Start of EXCERPT
Ms Rawson remained on paid suspension/sick leave when on 5 February 2020, she received a letter via email which requested her attendance at the employer’s premises for a formal disciplinary meeting scheduled. The letter set out six numbered issues that were considered to represent allegations of misconduct that Ms Rawson would be provided with an opportunity to respond to. Relevantly, the six allegations of misconduct included the stab threat incident of 16 January, the incident of 19 January, and additional allegations including that Ms Rawson had attempted to delete the club’s Facebook account on 21 January 2020.
Ms Rawson and her support person attended this meeting and denied all six allegations of misconduct. Nevertheless, Ms Rawson received a show-cause letter on 10 February 2020 which stated three allegations of misconduct including, the threat to stab her supervisor, the Facebook incident of 21 January 2021 and the alleged breach of confidentiality. Ms Rawson was given until 5 pm on 11 February 2020 to respond but she did not receive this email and did not respond in the required timeframe.
Consequently, Ms Rawson received a termination letter at 5:33 pm on 11 February 2020 via email, confirming she had been summarily dismissed with immediate effect and without notice. The termination of employment letter relevantly stated that the applicant had been dismissed for serious and willful misconduct involving “threatening to stab a fellow employee and attempting to shut down the Facebook site of the Golf Club.” Ms Rawson alleged she did not receive this email communication either.
Valid Reason Found – Still Unfair Due to Flawed Procedure
Commissioner Cambridge of the Fair work Commission in Sydney held that the misconduct of the employee, which involved her unreasonable and aggressive workplace behaviour combined with conduct that intentionally sought to damage the business operation of the employer, was held to be serious misconduct that was plainly inconsistent with the continuation of employment and it established valid reason for the dismissal of the employee.
However, the valid reason for dismissal was evaluated against significant procedural errors in the workplace investigation which were evident in the manner that the employer determined and implemented the dismissal of the employee. The Fair Work Commission, as currently constituted, has frequently stated that communication of the advice of dismissal by electronic means such as email or text message, should generally be avoided.
Thus, the Fair work Commission held that in this case, the employee was not notified of the reason for her dismissal and was not given a proper opportunity to respond because of the email communication, which was arguably not received. In any event, Commissioner Cambridge held that the proposition that the employee should respond to the show cause notice within 24 hours was inappropriate and unnecessarily onerous.
End of EXCERPT
Start of DATA SECTION
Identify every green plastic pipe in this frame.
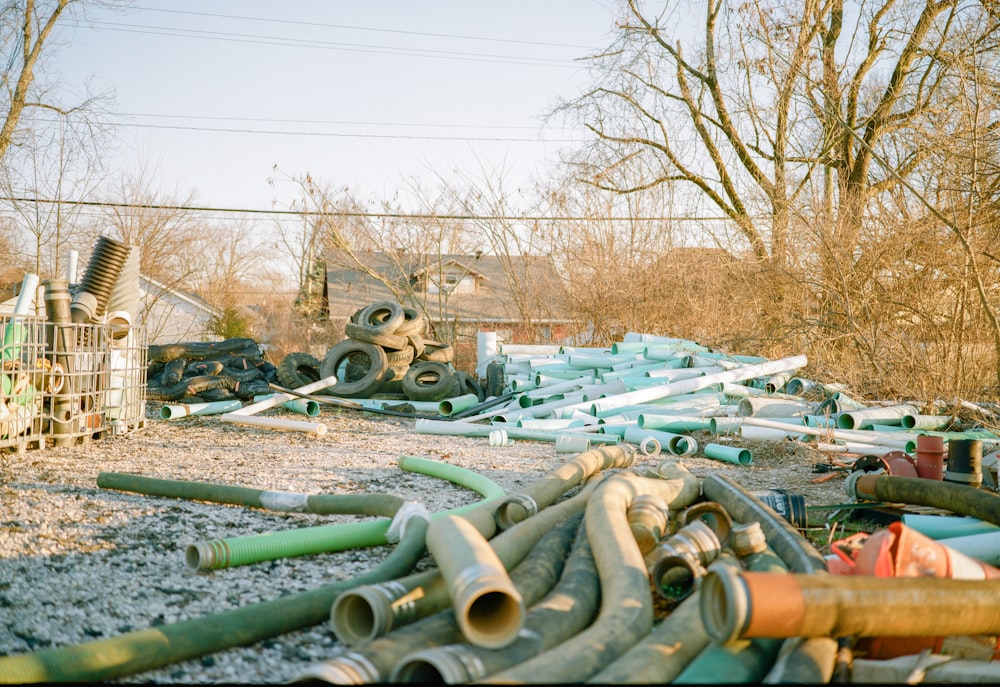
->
[160,398,243,420]
[705,444,753,465]
[253,394,319,417]
[413,418,621,444]
[438,394,479,417]
[0,518,427,684]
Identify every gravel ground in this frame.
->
[0,404,846,683]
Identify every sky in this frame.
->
[46,0,614,210]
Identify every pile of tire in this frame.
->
[146,337,277,403]
[278,301,485,401]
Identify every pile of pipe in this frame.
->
[404,334,1000,472]
[0,445,1000,684]
[146,337,277,403]
[318,301,485,402]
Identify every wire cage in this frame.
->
[0,315,52,452]
[45,322,112,446]
[104,320,149,434]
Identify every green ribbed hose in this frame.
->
[0,518,427,684]
[97,456,504,570]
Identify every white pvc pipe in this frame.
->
[229,375,337,415]
[219,414,327,436]
[592,355,808,415]
[742,417,913,451]
[14,273,38,317]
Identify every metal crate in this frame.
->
[45,322,111,446]
[0,315,51,452]
[104,324,149,434]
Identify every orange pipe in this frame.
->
[701,568,1000,643]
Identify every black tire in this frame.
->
[417,339,455,363]
[356,301,406,334]
[455,372,486,403]
[276,353,322,389]
[403,360,455,401]
[320,339,389,398]
[344,322,408,351]
[485,362,507,396]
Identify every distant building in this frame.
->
[325,251,576,352]
[0,276,222,345]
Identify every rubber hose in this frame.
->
[300,518,577,685]
[486,464,701,683]
[702,473,827,573]
[589,552,739,684]
[330,477,600,645]
[427,515,525,649]
[147,337,260,363]
[497,444,635,529]
[853,474,1000,525]
[674,546,788,684]
[0,519,426,683]
[390,518,601,684]
[146,375,240,402]
[97,457,503,570]
[701,570,1000,642]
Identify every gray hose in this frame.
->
[496,444,635,529]
[390,525,596,684]
[299,518,579,685]
[485,463,701,683]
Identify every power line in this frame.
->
[135,6,593,50]
[82,21,579,69]
[108,112,560,130]
[0,196,730,222]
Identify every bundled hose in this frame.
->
[330,476,601,645]
[298,518,579,685]
[390,516,596,684]
[496,444,635,529]
[485,463,701,683]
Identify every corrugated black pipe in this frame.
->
[299,514,580,685]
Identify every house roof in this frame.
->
[327,251,565,323]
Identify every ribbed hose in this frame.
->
End of DATA SECTION
_TASKS TO CARRY OUT_
1/ Rewrite the listing as a JSON list of strings with one string per line, skipping blank lines, starting at the first line of the listing and ending at the line that contains "[0,196,730,222]", both included. Leave the pictures out.
2/ Extend the unfair dismissal passage from the point where it stops.
The unfair dismissal passage has no connection to the listing.

_OUTPUTS BY TASK_
1/
[
  "Identify every green plastic pipe in this frame.",
  "->",
  "[160,398,243,420]",
  "[705,444,753,465]",
  "[253,394,319,417]",
  "[413,418,621,444]",
  "[438,394,479,417]",
  "[0,518,427,684]",
  "Identify every gravel ground in this frame.",
  "->",
  "[0,404,846,683]",
  "Identify every sky in this frame.",
  "->",
  "[46,0,614,210]",
  "Identify every pile of tire in this frame.",
  "->",
  "[146,337,277,403]",
  "[278,301,485,401]",
  "Identify every pile of pipe in this frame.",
  "->",
  "[404,334,1000,472]",
  "[0,445,1000,684]",
  "[146,337,277,403]",
  "[318,301,485,402]",
  "Identify every wire cage in this frame.",
  "->",
  "[0,315,52,452]",
  "[45,322,112,446]",
  "[104,320,149,434]",
  "Identify every green ribbed hose in this frame.",
  "->",
  "[0,518,427,684]",
  "[97,456,504,570]",
  "Identify every white pvc pipe in this frame.",
  "->",
  "[229,375,337,415]",
  "[219,414,327,436]",
  "[592,355,808,415]",
  "[742,417,913,451]",
  "[14,273,38,317]",
  "Identify every metal crate in this frame.",
  "->",
  "[45,322,111,446]",
  "[0,315,51,452]",
  "[104,324,149,434]",
  "Identify every orange pipe in this frame.",
  "->",
  "[701,568,1000,643]",
  "Identify every black tire in this frame.",
  "->",
  "[417,339,455,363]",
  "[356,301,406,334]",
  "[455,372,486,403]",
  "[276,353,322,389]",
  "[403,360,455,401]",
  "[320,339,389,398]",
  "[344,322,408,351]",
  "[485,362,507,396]",
  "Identify every distant building in this frame.",
  "->",
  "[325,251,576,352]",
  "[0,276,222,345]",
  "Identify every rubber hose in this frame.",
  "->",
  "[300,518,577,685]",
  "[486,464,701,683]",
  "[702,473,827,573]",
  "[589,552,739,684]",
  "[330,477,600,645]",
  "[427,515,525,649]",
  "[147,337,260,363]",
  "[497,444,635,529]",
  "[853,474,1000,525]",
  "[674,546,788,684]",
  "[0,519,426,683]",
  "[390,518,601,684]",
  "[146,375,240,402]",
  "[97,457,503,570]",
  "[701,570,1000,642]",
  "Identify every gray hose in this frame.",
  "->",
  "[496,444,635,529]",
  "[390,525,596,684]",
  "[299,518,579,685]",
  "[485,463,701,683]",
  "Identify every power line in this frame.",
  "->",
  "[135,6,593,50]",
  "[82,21,579,69]",
  "[108,112,560,130]",
  "[0,196,730,222]"
]

2/
Although the employer did not have management specialists or other expertise, human resource specialists or other experts should not be required to ensure that fundamental fairness is observed and the employer should have adopted an approach that provided the employee with natural justice.
Ultimately, Commissioner Cambridge of the Fair Work Commission in Sydney held that although the employee was dismissed for a valid reason involving her serious misconduct, the significant procedural defects evident in respect of the determination and implementation of the dismissal of the employee have rendered the summary dismissal to have been harsh and unreasonable. The employee’s dismissal had been found to have been unfair in this instance.
Importance of Procedure in Aggressive Behaviour allegations
The case of Michelle Rawson v Mudgee Golf Club Ltd before the Fair work Commission in Sydney, demonstrates that despite having a valid reason for dismissal, deficiencies in the process and a flawed workplace investigation may still render the dismissal unfair. Even in the absence of a special human resources team, an employer will still be required to have basic common sense in regards to what is fundamentally fair.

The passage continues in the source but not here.